* start MATERIAL TO PROCESS *
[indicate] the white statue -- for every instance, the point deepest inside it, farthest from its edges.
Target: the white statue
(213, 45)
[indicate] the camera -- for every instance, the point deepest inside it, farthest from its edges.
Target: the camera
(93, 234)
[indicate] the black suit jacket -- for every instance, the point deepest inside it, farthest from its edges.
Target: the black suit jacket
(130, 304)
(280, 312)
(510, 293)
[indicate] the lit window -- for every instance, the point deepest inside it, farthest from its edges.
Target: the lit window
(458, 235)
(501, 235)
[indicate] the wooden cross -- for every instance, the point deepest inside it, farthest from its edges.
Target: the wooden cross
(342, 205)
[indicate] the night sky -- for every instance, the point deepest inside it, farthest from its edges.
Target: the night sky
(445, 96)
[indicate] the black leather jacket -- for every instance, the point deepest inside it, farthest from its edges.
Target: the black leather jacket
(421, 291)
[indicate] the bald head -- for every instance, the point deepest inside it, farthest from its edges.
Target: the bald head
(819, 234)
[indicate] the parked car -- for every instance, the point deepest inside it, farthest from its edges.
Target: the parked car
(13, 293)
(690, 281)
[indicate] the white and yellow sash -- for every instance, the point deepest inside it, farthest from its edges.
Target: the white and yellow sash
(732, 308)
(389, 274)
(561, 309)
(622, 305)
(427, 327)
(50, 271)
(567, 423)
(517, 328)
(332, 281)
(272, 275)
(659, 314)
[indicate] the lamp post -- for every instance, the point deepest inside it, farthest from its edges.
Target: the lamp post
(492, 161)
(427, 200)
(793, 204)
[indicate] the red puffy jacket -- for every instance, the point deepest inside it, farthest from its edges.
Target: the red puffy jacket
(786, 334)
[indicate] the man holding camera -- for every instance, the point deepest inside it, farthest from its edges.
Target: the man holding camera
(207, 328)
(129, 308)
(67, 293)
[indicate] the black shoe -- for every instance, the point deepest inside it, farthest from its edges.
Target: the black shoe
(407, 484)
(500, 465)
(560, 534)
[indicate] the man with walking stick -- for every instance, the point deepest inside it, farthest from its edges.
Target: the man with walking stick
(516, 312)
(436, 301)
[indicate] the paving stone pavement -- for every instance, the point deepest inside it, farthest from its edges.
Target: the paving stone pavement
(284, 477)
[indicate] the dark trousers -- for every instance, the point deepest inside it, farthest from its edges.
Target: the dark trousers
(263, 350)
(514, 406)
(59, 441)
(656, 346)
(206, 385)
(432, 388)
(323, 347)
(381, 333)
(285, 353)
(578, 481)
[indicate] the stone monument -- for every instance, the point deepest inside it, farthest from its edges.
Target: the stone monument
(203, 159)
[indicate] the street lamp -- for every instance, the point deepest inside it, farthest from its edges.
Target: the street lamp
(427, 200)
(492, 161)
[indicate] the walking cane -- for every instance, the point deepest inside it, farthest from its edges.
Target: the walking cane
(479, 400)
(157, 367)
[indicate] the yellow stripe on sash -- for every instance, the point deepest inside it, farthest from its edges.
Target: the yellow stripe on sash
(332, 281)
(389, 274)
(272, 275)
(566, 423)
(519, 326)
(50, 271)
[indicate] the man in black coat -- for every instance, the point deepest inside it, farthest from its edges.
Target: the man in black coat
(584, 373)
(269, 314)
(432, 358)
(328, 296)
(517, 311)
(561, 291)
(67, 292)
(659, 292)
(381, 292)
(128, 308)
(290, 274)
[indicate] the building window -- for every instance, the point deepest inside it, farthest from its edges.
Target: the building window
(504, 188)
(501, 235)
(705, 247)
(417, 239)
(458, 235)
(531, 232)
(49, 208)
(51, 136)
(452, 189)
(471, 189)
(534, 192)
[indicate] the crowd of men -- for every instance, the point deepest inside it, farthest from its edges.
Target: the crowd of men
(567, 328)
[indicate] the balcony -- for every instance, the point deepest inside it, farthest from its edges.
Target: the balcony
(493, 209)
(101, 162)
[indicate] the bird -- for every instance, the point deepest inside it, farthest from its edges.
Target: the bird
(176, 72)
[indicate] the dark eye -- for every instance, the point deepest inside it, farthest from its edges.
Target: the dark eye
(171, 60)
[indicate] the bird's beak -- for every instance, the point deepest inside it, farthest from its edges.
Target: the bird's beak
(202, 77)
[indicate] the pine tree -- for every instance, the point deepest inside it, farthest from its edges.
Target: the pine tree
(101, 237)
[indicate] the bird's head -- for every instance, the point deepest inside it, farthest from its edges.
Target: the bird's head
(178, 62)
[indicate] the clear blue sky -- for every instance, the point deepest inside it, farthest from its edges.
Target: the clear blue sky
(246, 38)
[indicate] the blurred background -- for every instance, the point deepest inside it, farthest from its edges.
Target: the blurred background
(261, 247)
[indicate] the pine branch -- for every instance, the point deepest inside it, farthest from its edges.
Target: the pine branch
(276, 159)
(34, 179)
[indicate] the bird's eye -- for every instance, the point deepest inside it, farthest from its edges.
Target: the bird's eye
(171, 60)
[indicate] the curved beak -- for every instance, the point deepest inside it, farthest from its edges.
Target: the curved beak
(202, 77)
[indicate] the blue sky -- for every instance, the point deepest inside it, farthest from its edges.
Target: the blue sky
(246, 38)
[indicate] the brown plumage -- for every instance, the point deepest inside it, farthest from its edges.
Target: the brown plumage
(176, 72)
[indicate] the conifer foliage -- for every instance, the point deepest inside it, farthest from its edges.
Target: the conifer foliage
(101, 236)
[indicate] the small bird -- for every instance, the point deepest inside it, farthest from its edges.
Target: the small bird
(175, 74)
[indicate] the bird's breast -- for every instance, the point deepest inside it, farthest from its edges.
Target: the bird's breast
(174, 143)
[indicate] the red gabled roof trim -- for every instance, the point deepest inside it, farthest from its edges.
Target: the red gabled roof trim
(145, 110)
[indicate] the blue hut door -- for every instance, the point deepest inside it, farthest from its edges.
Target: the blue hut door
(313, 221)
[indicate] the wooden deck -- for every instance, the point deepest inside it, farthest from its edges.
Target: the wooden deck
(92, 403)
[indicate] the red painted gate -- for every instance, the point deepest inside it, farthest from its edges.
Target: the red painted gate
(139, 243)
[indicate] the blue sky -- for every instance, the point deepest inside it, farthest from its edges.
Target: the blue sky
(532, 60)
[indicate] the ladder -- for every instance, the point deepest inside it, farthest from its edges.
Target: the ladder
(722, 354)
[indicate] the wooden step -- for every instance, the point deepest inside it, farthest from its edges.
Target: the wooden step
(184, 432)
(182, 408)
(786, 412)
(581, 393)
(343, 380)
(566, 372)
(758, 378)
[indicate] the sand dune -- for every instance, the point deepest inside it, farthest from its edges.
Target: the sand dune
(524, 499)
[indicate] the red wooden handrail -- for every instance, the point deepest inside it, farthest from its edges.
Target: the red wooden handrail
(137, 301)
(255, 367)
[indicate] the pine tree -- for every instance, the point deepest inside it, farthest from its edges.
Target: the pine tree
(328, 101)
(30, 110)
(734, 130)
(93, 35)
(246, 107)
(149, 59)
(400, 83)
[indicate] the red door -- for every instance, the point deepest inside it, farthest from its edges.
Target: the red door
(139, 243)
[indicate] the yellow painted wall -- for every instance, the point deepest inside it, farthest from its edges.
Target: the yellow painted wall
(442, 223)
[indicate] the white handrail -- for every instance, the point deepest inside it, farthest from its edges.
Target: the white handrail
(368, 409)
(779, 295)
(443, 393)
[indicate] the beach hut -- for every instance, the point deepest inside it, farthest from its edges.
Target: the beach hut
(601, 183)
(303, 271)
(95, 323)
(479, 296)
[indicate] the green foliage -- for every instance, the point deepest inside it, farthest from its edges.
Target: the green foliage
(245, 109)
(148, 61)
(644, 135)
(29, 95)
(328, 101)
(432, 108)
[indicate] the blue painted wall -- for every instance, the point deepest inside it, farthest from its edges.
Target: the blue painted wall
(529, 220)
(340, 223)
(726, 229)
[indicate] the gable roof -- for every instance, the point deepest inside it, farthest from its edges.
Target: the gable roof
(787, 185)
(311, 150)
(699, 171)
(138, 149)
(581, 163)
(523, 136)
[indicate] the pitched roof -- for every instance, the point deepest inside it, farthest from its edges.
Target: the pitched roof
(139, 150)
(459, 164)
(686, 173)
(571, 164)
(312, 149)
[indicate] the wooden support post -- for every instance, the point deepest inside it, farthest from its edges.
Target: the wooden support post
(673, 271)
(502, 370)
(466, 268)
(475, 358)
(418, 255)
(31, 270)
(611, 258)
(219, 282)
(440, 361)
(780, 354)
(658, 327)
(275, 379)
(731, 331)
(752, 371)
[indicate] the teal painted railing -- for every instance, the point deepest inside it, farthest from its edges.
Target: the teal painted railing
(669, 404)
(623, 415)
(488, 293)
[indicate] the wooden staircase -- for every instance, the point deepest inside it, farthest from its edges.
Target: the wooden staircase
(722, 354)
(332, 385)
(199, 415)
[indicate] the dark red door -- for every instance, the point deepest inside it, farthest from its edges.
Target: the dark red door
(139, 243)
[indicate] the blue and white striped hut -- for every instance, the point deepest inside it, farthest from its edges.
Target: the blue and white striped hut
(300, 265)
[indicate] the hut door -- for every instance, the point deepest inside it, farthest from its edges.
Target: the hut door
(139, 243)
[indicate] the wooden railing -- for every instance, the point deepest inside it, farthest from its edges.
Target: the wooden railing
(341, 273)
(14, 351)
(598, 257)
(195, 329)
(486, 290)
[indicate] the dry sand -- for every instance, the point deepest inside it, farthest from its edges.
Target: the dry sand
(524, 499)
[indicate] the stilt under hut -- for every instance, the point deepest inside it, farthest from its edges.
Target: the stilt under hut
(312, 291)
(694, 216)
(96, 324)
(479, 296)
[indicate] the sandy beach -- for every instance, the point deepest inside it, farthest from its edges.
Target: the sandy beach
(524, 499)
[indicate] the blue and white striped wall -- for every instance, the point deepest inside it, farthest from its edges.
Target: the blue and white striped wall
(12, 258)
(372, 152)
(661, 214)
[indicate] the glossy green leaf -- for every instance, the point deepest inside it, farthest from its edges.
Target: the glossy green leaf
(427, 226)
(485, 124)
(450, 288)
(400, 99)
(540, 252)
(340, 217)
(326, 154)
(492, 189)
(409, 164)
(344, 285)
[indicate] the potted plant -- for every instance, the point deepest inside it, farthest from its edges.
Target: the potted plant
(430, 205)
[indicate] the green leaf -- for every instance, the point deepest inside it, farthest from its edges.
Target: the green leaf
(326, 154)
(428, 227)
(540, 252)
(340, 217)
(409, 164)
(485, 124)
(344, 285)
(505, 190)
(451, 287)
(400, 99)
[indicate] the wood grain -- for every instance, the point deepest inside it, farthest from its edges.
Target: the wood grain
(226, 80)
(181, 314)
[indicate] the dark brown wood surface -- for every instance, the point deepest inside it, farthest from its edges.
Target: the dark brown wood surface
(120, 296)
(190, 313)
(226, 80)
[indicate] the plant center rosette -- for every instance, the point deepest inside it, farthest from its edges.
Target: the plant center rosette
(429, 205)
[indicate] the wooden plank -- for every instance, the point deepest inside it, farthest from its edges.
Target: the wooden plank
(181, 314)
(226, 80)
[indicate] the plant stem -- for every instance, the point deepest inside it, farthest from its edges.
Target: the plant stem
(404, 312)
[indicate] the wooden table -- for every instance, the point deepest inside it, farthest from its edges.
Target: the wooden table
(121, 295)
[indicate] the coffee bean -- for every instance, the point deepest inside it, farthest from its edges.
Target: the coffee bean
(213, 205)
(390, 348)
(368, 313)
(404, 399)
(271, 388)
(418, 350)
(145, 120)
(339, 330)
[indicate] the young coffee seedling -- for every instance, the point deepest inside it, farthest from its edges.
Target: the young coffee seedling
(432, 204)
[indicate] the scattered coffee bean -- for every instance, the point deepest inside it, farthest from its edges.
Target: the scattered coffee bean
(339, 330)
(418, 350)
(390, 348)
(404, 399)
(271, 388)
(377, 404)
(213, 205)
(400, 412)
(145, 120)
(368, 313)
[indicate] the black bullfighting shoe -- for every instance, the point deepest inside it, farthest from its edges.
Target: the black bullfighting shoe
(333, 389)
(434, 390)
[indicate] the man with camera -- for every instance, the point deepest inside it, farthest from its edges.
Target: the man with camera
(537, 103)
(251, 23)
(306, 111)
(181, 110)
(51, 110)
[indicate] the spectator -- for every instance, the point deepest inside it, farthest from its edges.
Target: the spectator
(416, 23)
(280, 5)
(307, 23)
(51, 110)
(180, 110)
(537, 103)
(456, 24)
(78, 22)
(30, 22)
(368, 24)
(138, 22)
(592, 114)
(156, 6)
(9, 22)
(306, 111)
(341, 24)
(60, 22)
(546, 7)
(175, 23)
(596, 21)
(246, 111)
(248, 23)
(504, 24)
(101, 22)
* end MATERIAL TO PROCESS *
• _EXERCISE DETAILS_
Repeat only the stretch of lines starting at the one containing "[indicate] the scattered" and running to the final line of the entries above.

• _RESPONSE TO THE EXERCISE_
[indicate] the scattered coffee bean -- for every instance, the point deepest inside it, farthest from its edges.
Target: the scattered coffee bean
(339, 330)
(418, 350)
(390, 348)
(404, 399)
(271, 388)
(377, 404)
(213, 205)
(400, 412)
(145, 120)
(368, 313)
[indicate] the black bullfighting shoe -- for every instance, the point deepest inside it, farthest from its edges.
Target: the black bullfighting shoe
(333, 389)
(434, 390)
[indicate] the man with camera -- for every instance, the point deepest inside it, farthest from its edges.
Target: the man with camera
(537, 103)
(251, 23)
(306, 111)
(181, 110)
(51, 110)
[indicate] the spectator -- for every instance, the point deepest inside it, farthest from its edges.
Target: the spectator
(416, 23)
(280, 5)
(307, 23)
(51, 110)
(180, 110)
(537, 103)
(456, 24)
(78, 22)
(30, 22)
(368, 24)
(138, 22)
(592, 114)
(156, 6)
(9, 22)
(306, 111)
(341, 24)
(60, 22)
(546, 7)
(175, 23)
(596, 21)
(246, 111)
(248, 23)
(504, 24)
(101, 22)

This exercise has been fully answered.